### GIVEN EXERCISE
Reproduce each of the following records verbatim, line for line, with no alterations.

======== DATA FOR THE TASK

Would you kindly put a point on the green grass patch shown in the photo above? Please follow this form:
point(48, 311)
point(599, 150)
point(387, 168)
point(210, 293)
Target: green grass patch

================

### SOLUTION TO THE PROBLEM
Would you kindly put a point on the green grass patch shown in the photo above? Please follow this form:
point(48, 311)
point(599, 150)
point(387, 168)
point(210, 293)
Target: green grass patch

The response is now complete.